* [Material to process]
--- START ---
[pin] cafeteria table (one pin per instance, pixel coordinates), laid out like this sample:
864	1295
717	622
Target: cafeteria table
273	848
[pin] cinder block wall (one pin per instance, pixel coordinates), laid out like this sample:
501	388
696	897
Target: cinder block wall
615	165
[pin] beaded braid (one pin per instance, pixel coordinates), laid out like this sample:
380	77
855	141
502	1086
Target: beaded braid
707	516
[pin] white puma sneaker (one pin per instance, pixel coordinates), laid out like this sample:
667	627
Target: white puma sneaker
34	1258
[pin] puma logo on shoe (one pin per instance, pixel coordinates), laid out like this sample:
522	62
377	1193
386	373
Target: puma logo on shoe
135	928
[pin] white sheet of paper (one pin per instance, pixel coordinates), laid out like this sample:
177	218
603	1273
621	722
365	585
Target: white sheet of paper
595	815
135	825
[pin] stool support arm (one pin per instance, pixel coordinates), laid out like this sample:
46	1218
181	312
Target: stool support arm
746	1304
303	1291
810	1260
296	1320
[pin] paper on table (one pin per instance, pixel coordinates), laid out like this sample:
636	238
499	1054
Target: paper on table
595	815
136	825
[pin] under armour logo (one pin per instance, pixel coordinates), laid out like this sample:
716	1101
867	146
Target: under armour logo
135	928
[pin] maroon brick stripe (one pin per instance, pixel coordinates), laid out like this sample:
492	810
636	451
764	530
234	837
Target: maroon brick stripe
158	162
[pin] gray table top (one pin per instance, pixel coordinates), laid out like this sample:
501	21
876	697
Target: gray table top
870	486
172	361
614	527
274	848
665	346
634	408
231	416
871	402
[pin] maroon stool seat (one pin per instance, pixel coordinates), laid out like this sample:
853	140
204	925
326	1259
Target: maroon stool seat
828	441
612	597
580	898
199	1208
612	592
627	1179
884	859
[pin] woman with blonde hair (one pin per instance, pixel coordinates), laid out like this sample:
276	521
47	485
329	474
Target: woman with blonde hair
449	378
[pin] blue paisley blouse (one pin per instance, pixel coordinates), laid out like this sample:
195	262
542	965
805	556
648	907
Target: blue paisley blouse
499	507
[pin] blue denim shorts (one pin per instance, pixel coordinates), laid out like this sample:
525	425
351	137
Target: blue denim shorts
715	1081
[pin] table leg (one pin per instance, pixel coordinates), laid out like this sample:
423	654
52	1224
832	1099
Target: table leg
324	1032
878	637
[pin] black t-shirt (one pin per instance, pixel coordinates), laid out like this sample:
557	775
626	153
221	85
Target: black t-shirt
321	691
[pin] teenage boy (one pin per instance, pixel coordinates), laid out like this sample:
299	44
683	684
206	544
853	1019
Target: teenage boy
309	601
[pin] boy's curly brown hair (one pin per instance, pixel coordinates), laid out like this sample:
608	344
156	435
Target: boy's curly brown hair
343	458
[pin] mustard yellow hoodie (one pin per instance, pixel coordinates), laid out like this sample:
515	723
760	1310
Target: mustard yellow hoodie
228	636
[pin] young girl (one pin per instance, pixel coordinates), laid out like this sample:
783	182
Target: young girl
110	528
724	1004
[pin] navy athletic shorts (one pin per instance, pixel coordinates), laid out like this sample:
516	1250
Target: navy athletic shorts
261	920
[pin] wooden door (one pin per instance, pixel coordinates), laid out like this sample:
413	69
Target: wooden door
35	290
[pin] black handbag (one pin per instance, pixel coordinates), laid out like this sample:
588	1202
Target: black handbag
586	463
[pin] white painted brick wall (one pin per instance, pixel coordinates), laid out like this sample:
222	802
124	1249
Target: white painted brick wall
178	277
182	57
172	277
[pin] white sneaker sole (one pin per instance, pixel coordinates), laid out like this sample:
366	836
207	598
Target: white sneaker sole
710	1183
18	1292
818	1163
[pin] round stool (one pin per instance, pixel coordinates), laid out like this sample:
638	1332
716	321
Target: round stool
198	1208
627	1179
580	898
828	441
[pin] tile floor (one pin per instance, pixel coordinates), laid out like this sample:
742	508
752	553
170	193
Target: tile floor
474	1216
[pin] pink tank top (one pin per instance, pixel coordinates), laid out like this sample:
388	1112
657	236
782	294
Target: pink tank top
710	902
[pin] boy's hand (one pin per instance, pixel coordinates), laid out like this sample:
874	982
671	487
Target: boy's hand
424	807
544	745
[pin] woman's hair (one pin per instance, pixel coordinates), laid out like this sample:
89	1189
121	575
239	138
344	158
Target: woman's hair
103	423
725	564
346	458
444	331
--- END ---
* [Aim of the task] Print out the full listing above, word for word.

* [Task answer]
[pin] cafeteria table (one pin per instance, pixel coordinates), laid out like this sample:
864	1295
717	622
Target: cafeteria table
273	848
[pin] cinder block wall (one pin per instance, pixel coordinates), laid out like this sample:
501	388
696	897
Target: cinder block wall
615	165
[pin] beaded braid (one pin per instance, pixel coordinates), laid out like this sample:
380	77
855	141
502	1086
Target: beaded braid
707	516
[pin] white puma sneaker (one pin per instance, pixel coordinates), laid out like this sample:
667	627
Target: white puma sneaker
34	1258
[pin] puma logo on shoe (one pin per instance, pixel coordinates), laid out like this sample:
522	62
377	1193
386	373
Target: puma logo on shoe
135	928
[pin] white sheet of paper (one pin per instance, pixel coordinates), laid out like this sample:
177	218
603	1273
621	722
365	585
Target: white sheet of paper
595	815
135	825
[pin] stool support arm (one pin per instance, pixel coordinates), laid out like this sample:
46	1218
181	312
Target: stool support arm
746	1304
303	1291
810	1260
296	1320
[pin] paper on table (one pin per instance, pixel coordinates), laid out like this sample:
636	238
499	1054
Target: paper on table
595	815
136	825
[pin] under armour logo (one pin per instance, pixel coordinates), laid out like this sample:
716	1101
867	146
Target: under armour logo
135	928
[pin] maroon brick stripe (one pin per instance, pixel coordinates), laid out like this sample:
492	810
636	451
764	530
234	837
Target: maroon brick stripe
158	162
[pin] gray table top (one pin per instance, pixel coordinates), laid out like this sample:
501	21
876	697
Target: gray table top
870	486
172	361
614	527
274	848
665	346
634	408
231	416
871	402
[pin] maroon stool seat (one pin per instance, pixel coordinates), laid out like this sample:
853	140
204	925
326	1259
Target: maroon stool seat
828	441
612	597
580	898
199	1208
612	592
627	1179
884	859
[pin] woman with blonde hair (one pin per instance, pixel coordinates), laid out like this sample:
276	521
47	485
329	474
Target: woman with blonde hair
449	378
[pin] blue paisley blouse (one pin per instance, pixel coordinates), laid out like this sample:
195	262
542	965
805	556
648	907
Target: blue paisley blouse
499	507
[pin] blue denim shorts (one pin per instance, pixel coordinates), laid out like this sample:
525	425
351	137
Target: blue denim shorts
715	1081
[pin] table leg (one pin per instance, pixel coordinates), laid out like this sample:
423	654
52	1224
832	1099
Target: table leg
324	1032
878	637
[pin] black t-shirt (one pin per instance, pixel coordinates), laid out like this sample:
557	775
626	153
221	85
Target: black t-shirt
321	691
[pin] teenage boy (one pin per instance, pixel coordinates), laid out like this sample:
299	44
683	684
206	544
853	1019
Target: teenage boy
309	601
[pin] boy's curly brown hair (one pin per instance, pixel coordinates), laid out like this sample:
608	344
156	435
Target: boy's curly brown hair
343	458
[pin] mustard yellow hoodie (one pin per instance, pixel coordinates), laid out like this sample:
515	723
760	1310
Target: mustard yellow hoodie
228	636
[pin] young girl (one pin per instance, pixel coordinates), laid out like this sample:
783	182
Target: young girl
110	528
724	1004
[pin] navy athletic shorts (one pin per instance, pixel coordinates), laid out like this sample:
516	1250
Target: navy athletic shorts
261	920
[pin] wooden door (one pin per instance, pixel coordinates), laid out like this sample:
413	69
Target: wooden door
35	290
[pin] black handbag (one pin per instance, pixel coordinates), laid out like this sample:
588	1202
Target: black handbag
586	463
[pin] white painted brick wall (one pin per instance, pixel coordinates), laid out like this sample:
222	802
124	1249
Target: white painted brick wall
178	277
182	57
172	277
[pin] white sneaker sole (one pin per instance, pixel coordinates), laid out like this sample:
366	836
207	598
Target: white sneaker sole
710	1183
18	1292
818	1163
[pin] round stool (one pin per instance, pixel coordinates), laid out like this sample:
638	1332
716	321
Target: round stool
198	1208
627	1179
580	898
828	441
[pin] tile floor (one pin per instance, pixel coordinates), laid out like this sample:
742	508
752	553
170	193
Target: tile floor
474	1216
[pin] pink tank top (one pin per instance, pixel coordinates), laid out like this sample:
388	1112
657	236
782	294
Target: pink tank top
710	902
[pin] boy's hand (one pin per instance, pixel coordinates), laid out like this sample:
874	982
671	487
Target: boy's hand
424	807
544	745
[pin] woman's hair (one pin per instance, pixel coordinates), laid out like this sample:
89	1189
121	575
239	138
344	158
Target: woman's hair
103	423
725	564
346	458
444	331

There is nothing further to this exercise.